**About this task**:
Below is a set of records. Repeat all of them exactly.

^^^^^^^^

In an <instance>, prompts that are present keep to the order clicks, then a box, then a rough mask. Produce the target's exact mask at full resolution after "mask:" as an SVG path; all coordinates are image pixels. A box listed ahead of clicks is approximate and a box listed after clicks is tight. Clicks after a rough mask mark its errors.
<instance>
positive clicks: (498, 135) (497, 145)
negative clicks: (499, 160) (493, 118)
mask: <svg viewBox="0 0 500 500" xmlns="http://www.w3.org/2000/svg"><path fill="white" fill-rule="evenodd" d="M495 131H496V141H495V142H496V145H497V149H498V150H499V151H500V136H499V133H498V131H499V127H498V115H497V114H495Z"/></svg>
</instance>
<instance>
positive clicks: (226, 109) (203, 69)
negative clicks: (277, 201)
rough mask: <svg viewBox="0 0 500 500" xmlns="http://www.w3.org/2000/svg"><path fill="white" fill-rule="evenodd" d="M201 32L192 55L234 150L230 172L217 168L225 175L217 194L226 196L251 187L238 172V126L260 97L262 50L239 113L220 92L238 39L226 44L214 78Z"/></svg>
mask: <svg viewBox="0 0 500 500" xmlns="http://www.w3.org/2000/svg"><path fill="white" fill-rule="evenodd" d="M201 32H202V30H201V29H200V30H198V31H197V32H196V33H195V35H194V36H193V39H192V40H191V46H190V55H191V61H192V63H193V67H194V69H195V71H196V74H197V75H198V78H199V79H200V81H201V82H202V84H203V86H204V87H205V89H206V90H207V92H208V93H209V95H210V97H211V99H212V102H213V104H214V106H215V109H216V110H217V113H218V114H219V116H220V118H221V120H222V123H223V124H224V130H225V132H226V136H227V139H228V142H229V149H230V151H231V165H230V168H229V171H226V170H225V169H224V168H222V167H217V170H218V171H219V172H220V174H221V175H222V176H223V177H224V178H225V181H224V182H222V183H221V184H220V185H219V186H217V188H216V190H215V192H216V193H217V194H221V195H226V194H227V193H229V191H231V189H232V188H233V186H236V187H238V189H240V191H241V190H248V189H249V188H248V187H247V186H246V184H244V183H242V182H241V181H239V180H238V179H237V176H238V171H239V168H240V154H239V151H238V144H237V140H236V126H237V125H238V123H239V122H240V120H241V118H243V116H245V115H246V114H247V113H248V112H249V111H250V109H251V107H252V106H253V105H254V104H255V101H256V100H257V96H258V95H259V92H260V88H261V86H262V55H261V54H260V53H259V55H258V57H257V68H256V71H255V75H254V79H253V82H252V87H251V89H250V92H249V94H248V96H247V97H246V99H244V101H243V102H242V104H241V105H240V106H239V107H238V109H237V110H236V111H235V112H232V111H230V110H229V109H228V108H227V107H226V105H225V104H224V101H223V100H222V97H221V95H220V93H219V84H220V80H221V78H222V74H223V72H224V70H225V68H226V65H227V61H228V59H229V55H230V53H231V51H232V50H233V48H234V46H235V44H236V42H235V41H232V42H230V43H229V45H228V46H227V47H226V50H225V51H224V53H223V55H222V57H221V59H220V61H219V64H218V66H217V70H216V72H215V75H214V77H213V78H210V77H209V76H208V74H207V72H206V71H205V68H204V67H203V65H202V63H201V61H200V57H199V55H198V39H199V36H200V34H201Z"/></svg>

^^^^^^^^

**Result for this task**:
In an <instance>, prompts that are present keep to the order clicks, then a box, then a rough mask. Produce the target's exact mask at full resolution after "mask:" as an SVG path; all coordinates are image pixels. A box listed ahead of clicks is approximate and a box listed after clicks is tight. Clicks after a rough mask mark its errors.
<instance>
positive clicks: (498, 135) (497, 145)
negative clicks: (499, 160) (493, 118)
mask: <svg viewBox="0 0 500 500" xmlns="http://www.w3.org/2000/svg"><path fill="white" fill-rule="evenodd" d="M495 131H496V141H495V142H496V145H497V149H498V150H499V151H500V136H499V133H498V131H499V127H498V115H497V114H495Z"/></svg>
</instance>
<instance>
positive clicks: (226, 109) (203, 69)
negative clicks: (277, 201)
rough mask: <svg viewBox="0 0 500 500" xmlns="http://www.w3.org/2000/svg"><path fill="white" fill-rule="evenodd" d="M201 32L192 55L234 150L230 172L217 168L225 175L217 194L226 196L251 187L238 172V126L260 97L262 50L239 113L220 92L238 39L226 44L214 78Z"/></svg>
mask: <svg viewBox="0 0 500 500" xmlns="http://www.w3.org/2000/svg"><path fill="white" fill-rule="evenodd" d="M201 32H202V30H201V29H200V30H198V31H197V32H196V33H195V35H194V36H193V39H192V40H191V46H190V55H191V61H192V63H193V67H194V69H195V71H196V74H197V75H198V78H199V79H200V81H201V82H202V84H203V86H204V87H205V89H206V90H207V92H208V93H209V95H210V97H211V99H212V102H213V104H214V106H215V109H216V110H217V113H218V114H219V116H220V118H221V120H222V123H223V124H224V130H225V132H226V136H227V139H228V142H229V149H230V151H231V165H230V168H229V171H226V170H225V169H224V168H222V167H217V170H218V171H219V172H220V174H221V175H222V176H223V177H224V178H225V181H224V182H222V183H221V184H220V185H219V186H217V188H216V190H215V192H216V193H217V194H221V195H226V194H227V193H229V191H231V189H232V188H233V186H236V187H238V189H240V191H241V190H248V189H249V188H248V187H247V186H246V184H244V183H242V182H241V181H239V180H238V179H237V176H238V171H239V168H240V154H239V151H238V144H237V140H236V126H237V125H238V123H239V122H240V120H241V118H243V116H245V115H246V114H247V113H248V112H249V111H250V109H251V107H252V106H253V105H254V104H255V101H256V100H257V96H258V95H259V92H260V88H261V86H262V55H261V54H260V53H259V55H258V57H257V68H256V71H255V75H254V79H253V82H252V87H251V89H250V92H249V94H248V96H247V97H246V99H244V101H243V102H242V104H241V105H240V106H239V107H238V109H237V110H236V111H235V112H232V111H230V110H229V109H228V108H227V107H226V105H225V104H224V101H223V100H222V97H221V95H220V93H219V84H220V80H221V78H222V74H223V72H224V70H225V68H226V65H227V61H228V59H229V55H230V53H231V51H232V50H233V48H234V46H235V44H236V42H235V41H232V42H230V43H229V45H228V46H227V47H226V50H225V51H224V53H223V55H222V57H221V59H220V61H219V64H218V66H217V70H216V72H215V75H214V77H213V78H210V77H209V76H208V74H207V72H206V71H205V68H204V67H203V65H202V63H201V61H200V57H199V55H198V39H199V36H200V34H201Z"/></svg>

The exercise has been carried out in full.